What needs to be done → The data below is to be copied exactly, line by line.

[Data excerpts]
+-------+

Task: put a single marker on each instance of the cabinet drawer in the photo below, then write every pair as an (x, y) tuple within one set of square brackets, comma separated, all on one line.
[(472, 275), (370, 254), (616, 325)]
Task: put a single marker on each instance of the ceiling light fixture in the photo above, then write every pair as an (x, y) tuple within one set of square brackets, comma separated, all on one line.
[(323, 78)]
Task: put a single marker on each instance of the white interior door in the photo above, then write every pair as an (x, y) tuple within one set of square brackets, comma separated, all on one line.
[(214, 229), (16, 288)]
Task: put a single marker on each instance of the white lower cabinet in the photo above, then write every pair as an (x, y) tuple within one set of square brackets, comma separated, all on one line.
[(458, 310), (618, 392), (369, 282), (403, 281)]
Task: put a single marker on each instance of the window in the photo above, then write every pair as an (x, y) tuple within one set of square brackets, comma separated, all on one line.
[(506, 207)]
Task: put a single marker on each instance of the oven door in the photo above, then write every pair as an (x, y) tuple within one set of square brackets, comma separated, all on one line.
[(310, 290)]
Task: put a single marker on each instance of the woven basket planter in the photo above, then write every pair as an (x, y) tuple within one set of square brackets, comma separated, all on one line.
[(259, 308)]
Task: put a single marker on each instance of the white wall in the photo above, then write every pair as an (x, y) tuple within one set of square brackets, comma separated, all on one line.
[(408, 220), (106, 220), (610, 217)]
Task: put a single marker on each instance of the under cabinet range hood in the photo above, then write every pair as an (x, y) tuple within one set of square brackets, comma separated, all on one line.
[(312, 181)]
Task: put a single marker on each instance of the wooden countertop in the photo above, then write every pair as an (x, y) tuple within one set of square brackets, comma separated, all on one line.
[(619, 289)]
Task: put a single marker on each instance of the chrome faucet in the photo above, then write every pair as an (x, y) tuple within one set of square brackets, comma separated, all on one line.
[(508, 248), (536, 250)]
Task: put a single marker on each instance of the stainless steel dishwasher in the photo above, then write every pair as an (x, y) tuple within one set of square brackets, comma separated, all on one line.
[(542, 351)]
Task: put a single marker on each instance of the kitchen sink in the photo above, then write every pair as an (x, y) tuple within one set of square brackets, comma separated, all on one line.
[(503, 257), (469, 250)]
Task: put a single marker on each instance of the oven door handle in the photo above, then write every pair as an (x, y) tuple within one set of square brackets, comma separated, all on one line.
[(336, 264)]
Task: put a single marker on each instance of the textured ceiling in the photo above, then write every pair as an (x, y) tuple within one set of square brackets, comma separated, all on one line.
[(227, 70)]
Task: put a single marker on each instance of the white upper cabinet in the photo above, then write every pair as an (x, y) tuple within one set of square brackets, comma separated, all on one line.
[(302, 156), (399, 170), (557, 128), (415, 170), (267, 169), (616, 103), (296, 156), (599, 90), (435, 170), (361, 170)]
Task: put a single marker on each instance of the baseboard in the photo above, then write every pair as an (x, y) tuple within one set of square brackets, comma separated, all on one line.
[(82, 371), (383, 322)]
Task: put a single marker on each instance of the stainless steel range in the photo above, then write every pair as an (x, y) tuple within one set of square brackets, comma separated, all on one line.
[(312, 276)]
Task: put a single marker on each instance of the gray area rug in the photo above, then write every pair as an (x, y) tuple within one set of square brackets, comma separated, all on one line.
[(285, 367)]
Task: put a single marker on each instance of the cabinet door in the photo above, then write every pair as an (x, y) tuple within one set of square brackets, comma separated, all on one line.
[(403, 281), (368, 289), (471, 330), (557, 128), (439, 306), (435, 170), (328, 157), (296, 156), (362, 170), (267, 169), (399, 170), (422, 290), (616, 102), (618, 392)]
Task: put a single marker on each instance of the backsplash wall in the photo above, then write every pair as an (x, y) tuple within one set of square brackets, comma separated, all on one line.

+-------+

Answer to the problem →
Task: put a single marker on each instance of the cabinet drawer in the photo below, then write every pair as an (x, y) tuple within one set of square brackets, comma separated, all on one line.
[(472, 275), (370, 254), (616, 325)]
Task: put a single marker on each instance of the ceiling light fixture in the photo above, then write every pair as an (x, y) tuple within one set of square brackets, comma separated, all on one line.
[(323, 78)]
Task: put a single marker on each instance of the white interior door in the photo above, then write every pair as an (x, y) tuple within one set of square brackets, comma separated, all on one line.
[(214, 229), (16, 288)]
Task: put a single marker on each instance of the white lower cabinet in the photo above, then write every pair as an (x, y) tuple within one set of square brackets, comma separated, all on one line.
[(458, 310), (618, 392), (369, 282), (403, 281)]
Task: put a single marker on each instance of the window in the photo above, then write every pair as an (x, y) tuple within one set of square brackets, comma separated, all on one line.
[(506, 207)]
Task: put a single marker on each instance of the oven door in the photo above, then write every pair as an (x, y) tuple within one set of square brackets, comma separated, all on one line.
[(310, 290)]
Task: put a single marker on each instance of the woven basket planter in the photo above, then write every pair as an (x, y) tuple within one set of square brackets, comma separated, all on one line.
[(259, 308)]
Task: put a single marker on each instance of the white wall in the photo above, then write every pair as an (x, y) tuple within one set of square brackets, comma separated, all on one line.
[(408, 220), (106, 220), (610, 217)]
Task: put a single marker on each instance of the under cabinet range hood in the photo above, then write every pair as an (x, y) tuple within one set of square brackets, comma separated, all on one line.
[(312, 181)]
Task: put a single marker on each instance of the wooden countertop in the photo above, then write every pair as an (x, y) tuple within one set of square brackets, comma separated, all on one line.
[(619, 289)]
Task: put a single marker on each instance of the chrome faucet in the photo above, then write every pair as an (x, y) tuple within one set of square brackets, comma separated, all on one line.
[(508, 248), (536, 250)]
Task: put a single marker on each instance of the stainless steel dishwasher in the photo above, then write every pair as an (x, y) tuple within one set of square brackets, comma separated, all on one line.
[(542, 351)]
Task: put a single marker on each instance of the kitchen sink in the photo above, then write every pair as an (x, y) tuple within one set of square brackets, comma separated, all on one line.
[(503, 257), (469, 250)]
Task: put a single marker on each instance of the oven door handle in the photo above, then write every pair as an (x, y) tuple within one set of square brackets, comma separated, all on one line.
[(336, 264)]
Task: put a single marker on each instance of the textured ceiling in the photo above, then write every pair as an (x, y) tuple within one set of square brackets, comma separated, all on one line.
[(227, 70)]
Task: put a single marker on each instance of the white upper cabinet in the photo above, then write every pair as an (x, y) tuple within one set of square brackets, comma separated, all on one line.
[(302, 156), (399, 170), (557, 128), (415, 170), (267, 169), (616, 103), (296, 156), (599, 90), (435, 170), (361, 170)]
Task: put a single marker on each instance of the baseboard in the photo above, then write every pair as an (x, y) tuple within one set of square brackets, comma separated, all on one line.
[(82, 371), (383, 322)]
Task: put a single marker on each instance of the stainless steel range in the photo above, then write every pair as an (x, y) tuple within one set of square brackets, comma separated, all on one line.
[(312, 276)]
Task: put a single marker on each instance of the gray area rug in the photo above, then write every pair as an (x, y) tuple within one set of square brackets, comma separated, all on one line.
[(285, 367)]
Task: put a single marker on each instance of the cabinet door in the photo above, then write every pair as an (x, y) tuple within one set of square brackets, comma separated, all on one line.
[(403, 281), (368, 289), (471, 330), (557, 128), (439, 306), (435, 170), (328, 157), (296, 156), (362, 170), (267, 169), (399, 170), (422, 290), (616, 102), (618, 392)]
Task: put a single marker on each instance of the backsplash wall in the photo above, then write every pair as an (x, y) tuple within one set of square brackets, comma separated, all on one line.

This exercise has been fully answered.